Action item:
Print every entry word for word, but omit the pictures.

::: Recorded data

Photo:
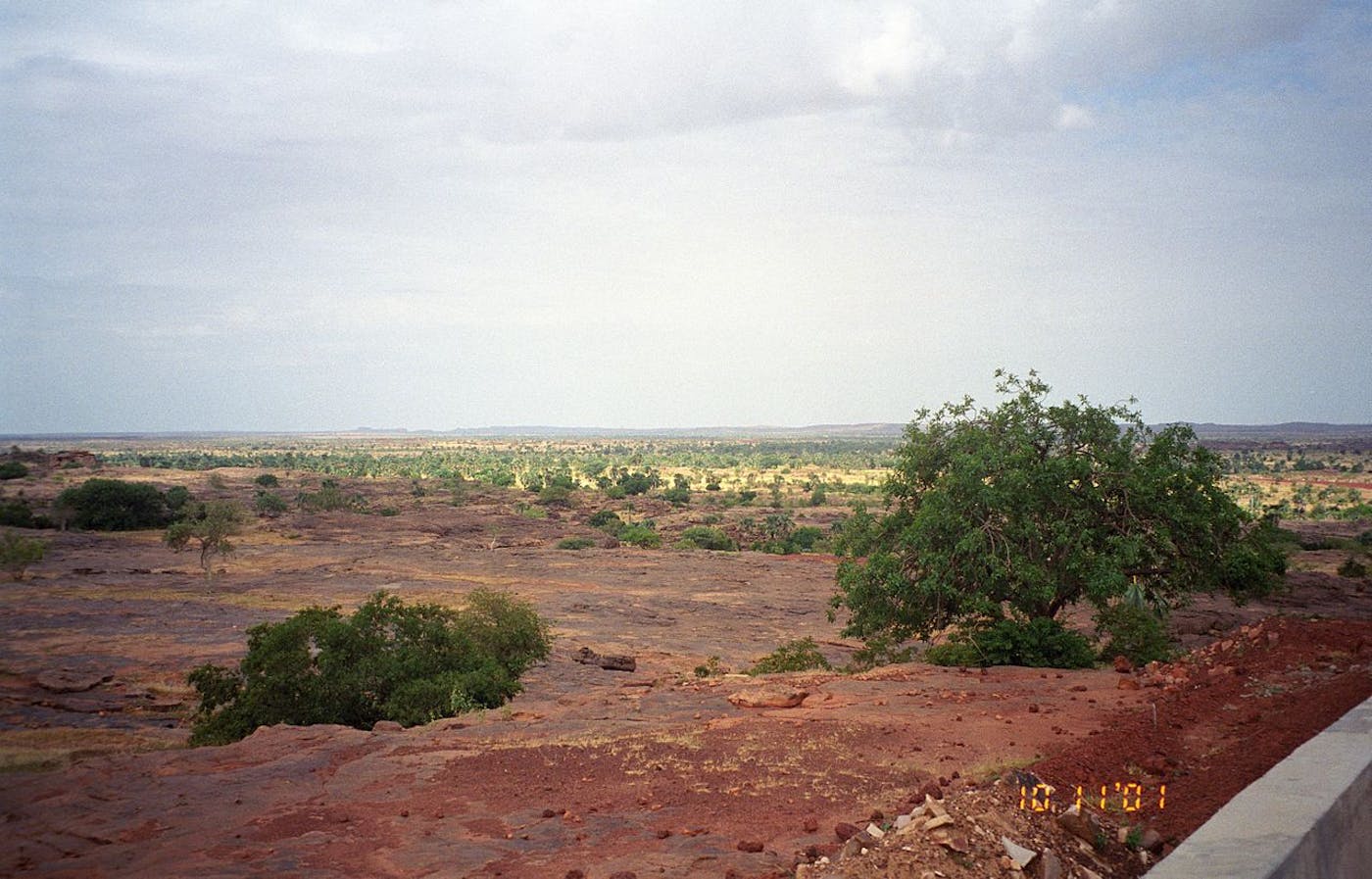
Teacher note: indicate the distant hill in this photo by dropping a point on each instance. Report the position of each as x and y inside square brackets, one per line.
[815, 431]
[1286, 432]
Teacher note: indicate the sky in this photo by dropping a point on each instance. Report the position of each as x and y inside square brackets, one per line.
[318, 216]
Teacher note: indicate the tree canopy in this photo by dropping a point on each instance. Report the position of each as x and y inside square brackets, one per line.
[1028, 508]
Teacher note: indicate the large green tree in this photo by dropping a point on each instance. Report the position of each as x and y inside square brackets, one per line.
[1028, 508]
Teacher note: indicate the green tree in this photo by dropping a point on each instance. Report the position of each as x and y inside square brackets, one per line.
[209, 524]
[17, 553]
[114, 505]
[1028, 508]
[386, 661]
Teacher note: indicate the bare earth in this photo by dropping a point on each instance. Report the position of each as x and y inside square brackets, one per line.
[656, 772]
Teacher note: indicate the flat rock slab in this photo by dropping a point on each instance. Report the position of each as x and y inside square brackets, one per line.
[68, 680]
[768, 697]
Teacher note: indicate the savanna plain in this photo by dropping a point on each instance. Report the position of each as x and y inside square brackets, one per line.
[667, 569]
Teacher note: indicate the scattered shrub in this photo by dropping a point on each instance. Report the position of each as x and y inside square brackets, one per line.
[210, 525]
[676, 495]
[17, 513]
[114, 505]
[641, 534]
[177, 497]
[795, 656]
[1353, 568]
[17, 553]
[707, 538]
[270, 504]
[328, 498]
[1042, 642]
[1134, 632]
[387, 661]
[710, 668]
[607, 521]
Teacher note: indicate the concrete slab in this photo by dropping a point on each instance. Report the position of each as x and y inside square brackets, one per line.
[1307, 817]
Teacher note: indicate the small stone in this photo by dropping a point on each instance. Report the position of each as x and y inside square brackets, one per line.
[1050, 865]
[768, 697]
[956, 844]
[1017, 852]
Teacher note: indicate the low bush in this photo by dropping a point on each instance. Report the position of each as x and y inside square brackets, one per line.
[641, 534]
[1353, 568]
[795, 656]
[1134, 632]
[17, 513]
[328, 498]
[17, 553]
[114, 505]
[707, 538]
[270, 504]
[386, 661]
[607, 521]
[1038, 644]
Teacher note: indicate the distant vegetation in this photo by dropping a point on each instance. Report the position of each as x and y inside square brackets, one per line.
[114, 505]
[412, 663]
[999, 518]
[17, 553]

::::::

Answer to the exercise:
Photo:
Teacher note: indicate the distant hill in this photo by dropping a point on each instance. Report the position of each as x and y inside square brackets, one per line.
[815, 431]
[1286, 432]
Teacher note: indicate the sky in this photo by dropping a point on each instance. Report the position of each as x and y inside square brackets, one per line.
[318, 216]
Teacher note: indicate the tree canopy in this photo by dropping a point on each instance. Report the position of each as x and y inside square brackets, one per line.
[1028, 508]
Teacher note: indicate the large green tree in this photo by dropping a point on each instance. Report the position of each as x and y inside square brackets, one per line.
[1028, 508]
Teacher note: indicate the green tree in this photo by dropping a point on each instance. Report the position of each as x and y inside square brackets, one per line.
[209, 524]
[17, 553]
[114, 505]
[1028, 508]
[386, 661]
Teacher note: indicate the bare earth in this photo by dropping a point on each instance. Report the position of each as x and y inside square brackets, one per line.
[656, 772]
Teacher note: indicate the flat rock slab in this photo by dropping a point on each instance. Report the position of each as x and y inside square brackets, one per line.
[68, 680]
[768, 697]
Teacher note: indicate the savanna plain in this photo by dropping a point on each instance. Report the position of each as x and y inside square brackets, one per line.
[667, 569]
Teacher note: indicate the scattered shrub in this photo by dropping a point on each instance. Report the position of each as x and y inside square brackets, one per line.
[210, 525]
[676, 495]
[17, 513]
[114, 505]
[641, 534]
[177, 497]
[795, 656]
[1353, 568]
[17, 553]
[707, 538]
[270, 504]
[328, 498]
[1042, 642]
[1134, 632]
[387, 661]
[710, 668]
[607, 521]
Teacher note: indicate the concrete slab in this photo by dropping a point on each instance. Report the position of each as x and y inside square brackets, one per line.
[1307, 817]
Teacher note: indicate the small stone in this photo by dropping a point on each instance. Report the position of each as x and y inside square brackets, one per line.
[1050, 865]
[768, 697]
[956, 844]
[1017, 852]
Teacher note: indicate the low bush in this photo by dropping a point on each instance. Report the position of each as x and y inside square brackets, one per line.
[641, 534]
[1353, 568]
[795, 656]
[1134, 632]
[17, 513]
[328, 498]
[17, 553]
[114, 505]
[707, 538]
[270, 504]
[386, 661]
[607, 521]
[1038, 644]
Teacher note: indicate the distant vegetation in this photo by dropping a point on each instance. Report the position of each as x and y inside square brackets, one per line.
[114, 505]
[412, 663]
[999, 518]
[17, 553]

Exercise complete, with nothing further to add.